• _DATA_
------------------------------------------------------------------------

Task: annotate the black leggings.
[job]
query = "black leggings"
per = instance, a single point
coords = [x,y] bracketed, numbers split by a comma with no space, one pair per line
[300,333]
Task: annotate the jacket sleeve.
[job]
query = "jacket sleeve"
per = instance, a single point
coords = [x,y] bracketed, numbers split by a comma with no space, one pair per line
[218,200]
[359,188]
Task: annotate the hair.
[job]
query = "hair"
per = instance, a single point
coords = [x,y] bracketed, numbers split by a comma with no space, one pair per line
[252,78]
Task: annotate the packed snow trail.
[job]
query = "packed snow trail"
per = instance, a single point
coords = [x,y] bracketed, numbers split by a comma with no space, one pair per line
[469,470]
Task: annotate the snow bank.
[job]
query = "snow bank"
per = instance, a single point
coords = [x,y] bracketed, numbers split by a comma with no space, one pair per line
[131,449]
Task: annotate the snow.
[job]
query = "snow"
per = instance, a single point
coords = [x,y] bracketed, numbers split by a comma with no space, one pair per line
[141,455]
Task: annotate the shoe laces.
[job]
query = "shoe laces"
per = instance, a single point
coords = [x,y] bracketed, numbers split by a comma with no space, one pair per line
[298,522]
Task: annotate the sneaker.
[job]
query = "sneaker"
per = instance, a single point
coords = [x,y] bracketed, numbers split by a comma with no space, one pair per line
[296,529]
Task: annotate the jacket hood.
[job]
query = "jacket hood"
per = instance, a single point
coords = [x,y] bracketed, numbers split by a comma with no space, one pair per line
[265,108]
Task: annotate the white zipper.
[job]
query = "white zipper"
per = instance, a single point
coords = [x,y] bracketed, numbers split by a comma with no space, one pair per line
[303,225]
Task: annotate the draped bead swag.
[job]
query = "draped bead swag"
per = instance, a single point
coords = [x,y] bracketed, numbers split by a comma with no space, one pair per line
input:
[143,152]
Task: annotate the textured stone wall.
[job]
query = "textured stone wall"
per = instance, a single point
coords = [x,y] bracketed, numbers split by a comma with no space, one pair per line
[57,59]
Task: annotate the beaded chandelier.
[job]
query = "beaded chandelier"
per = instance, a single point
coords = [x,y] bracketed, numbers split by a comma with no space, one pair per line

------------------------------------------------------------------------

• _PROBLEM DETAILS_
Extract every one of the rows above and reproduce them verbatim, keeping their original order and wording.

• _THE RESULT_
Task: annotate the black leggings.
[job]
query = "black leggings"
per = instance, a single point
coords = [x,y] bracketed, numbers split by a comma with no space, one pair per line
[300,333]
Task: annotate the jacket sleeve.
[job]
query = "jacket sleeve"
per = instance, a single point
coords = [x,y] bracketed, numbers split by a comma with no space, one pair per line
[218,200]
[359,188]
Task: annotate the hair.
[job]
query = "hair"
per = instance, a single point
coords = [x,y] bracketed, numbers split by a comma with no space, one pair per line
[252,78]
Task: annotate the packed snow trail.
[job]
query = "packed snow trail"
per = instance, a single point
coords = [x,y] bracketed, numbers split by a comma with no space, one pair per line
[469,470]
Task: annotate the snow bank.
[job]
query = "snow bank"
per = instance, a single point
coords = [x,y] bracketed, numbers split by a comma with no space, one pair per line
[131,449]
Task: annotate the snow.
[job]
query = "snow"
per = instance, a single point
coords = [x,y] bracketed, numbers split by a comma with no space, one pair per line
[141,455]
Task: annotate the shoe laces.
[job]
query = "shoe laces"
per = instance, a single point
coords = [x,y] bracketed, numbers split by a comma with no space, one pair per line
[298,522]
Task: annotate the sneaker.
[job]
query = "sneaker"
per = instance, a single point
coords = [x,y] bracketed, numbers split by a comma with no space, one pair per line
[296,529]
Task: annotate the jacket hood.
[job]
query = "jacket hood"
per = instance, a single point
coords = [x,y] bracketed, numbers split by a comma with no space, one pair per line
[265,108]
Task: annotate the white zipper.
[job]
query = "white zipper"
per = instance, a single point
coords = [x,y] bracketed, numbers split by a comma with no space, one pair per line
[303,225]
Task: annotate the draped bead swag.
[job]
query = "draped bead swag"
per = instance, a single point
coords = [x,y] bracketed, numbers split by a comma with no space, one pair per line
input:
[143,152]
Task: annotate the textured stone wall.
[job]
query = "textured stone wall"
per = instance, a single point
coords = [x,y] bracketed, numbers split by a comma with no space, one pair per line
[57,59]
Task: annotate the beaded chandelier.
[job]
query = "beaded chandelier"
per = instance, a single point
coords = [x,y] bracketed, numbers split by a comma with no space, one pair per line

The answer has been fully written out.